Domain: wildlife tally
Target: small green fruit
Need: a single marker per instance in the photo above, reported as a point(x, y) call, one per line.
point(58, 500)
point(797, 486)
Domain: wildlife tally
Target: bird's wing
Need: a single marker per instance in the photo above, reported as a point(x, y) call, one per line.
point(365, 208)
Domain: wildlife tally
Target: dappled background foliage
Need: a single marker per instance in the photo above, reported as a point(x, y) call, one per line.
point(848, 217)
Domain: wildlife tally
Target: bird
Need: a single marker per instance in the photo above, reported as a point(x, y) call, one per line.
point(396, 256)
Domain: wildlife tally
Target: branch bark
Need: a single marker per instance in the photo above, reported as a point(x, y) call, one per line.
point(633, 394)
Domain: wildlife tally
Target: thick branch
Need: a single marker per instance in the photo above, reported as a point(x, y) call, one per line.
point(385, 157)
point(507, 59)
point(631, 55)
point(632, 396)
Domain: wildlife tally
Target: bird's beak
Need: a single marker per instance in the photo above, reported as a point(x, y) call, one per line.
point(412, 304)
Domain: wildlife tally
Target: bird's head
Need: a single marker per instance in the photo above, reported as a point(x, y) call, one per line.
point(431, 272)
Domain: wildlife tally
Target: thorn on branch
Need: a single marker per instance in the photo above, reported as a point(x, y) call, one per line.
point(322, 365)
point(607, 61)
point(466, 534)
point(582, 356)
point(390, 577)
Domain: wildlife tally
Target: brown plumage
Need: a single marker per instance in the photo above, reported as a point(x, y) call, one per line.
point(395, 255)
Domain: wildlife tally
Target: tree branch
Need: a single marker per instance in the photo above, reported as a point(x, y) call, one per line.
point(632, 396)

+===+

## TASK TO COMPLETE
Copy every row above word for word, including the point lines.

## ANSWER IN FULL
Domain: wildlife tally
Target: small green fruit
Need: a single marker per instance in the photo above, reported as a point(x, y) call, one per line.
point(58, 500)
point(797, 486)
Domain: wildlife tally
Target: bird's wing
Need: a single marker per instance in the photo above, reported as a point(x, y) call, one per line.
point(365, 208)
Domain: wildlife tally
Target: dappled background foliage
Need: a single marker per instance in the photo above, reported as a point(x, y) call, one per line.
point(848, 217)
Domain: wildlife tally
Target: bird
Need: a single marker per instance in the photo above, reported as a point(x, y) call, one per line.
point(396, 256)
Domain: wildlife tally
Target: branch bark
Need: a single marker per instance in the photo above, reported as a point(x, y) call, one per line.
point(633, 394)
Domain: wildlife tally
Target: thick branch
Need: a single marker per instance in the photo above, reported as a point(x, y) call, one per line.
point(385, 157)
point(507, 59)
point(631, 55)
point(632, 396)
Domain: wildlife tally
Target: bird's beak
Need: a single marker per instance in the photo above, reported as a point(x, y) call, one per line.
point(412, 304)
Domain: wildlife tally
Target: bird's head
Need: a single marker per instance in the photo above, reported as a point(x, y) call, one per line.
point(431, 272)
Domain: wildlife tally
Target: thorn on branch
Need: a single marker per instance in the photo above, reported as a point(x, y) call, one per line.
point(322, 365)
point(607, 61)
point(466, 534)
point(582, 356)
point(390, 577)
Domain: wildlife tally
Target: brown plumage
Need: a single marker per instance in the photo above, reported as a point(x, y) call, one per line.
point(395, 255)
Domain: wildlife tally
Target: tree branch
Need: a single marker per instance in the photo above, reported as a point(x, y) call, one per line.
point(632, 396)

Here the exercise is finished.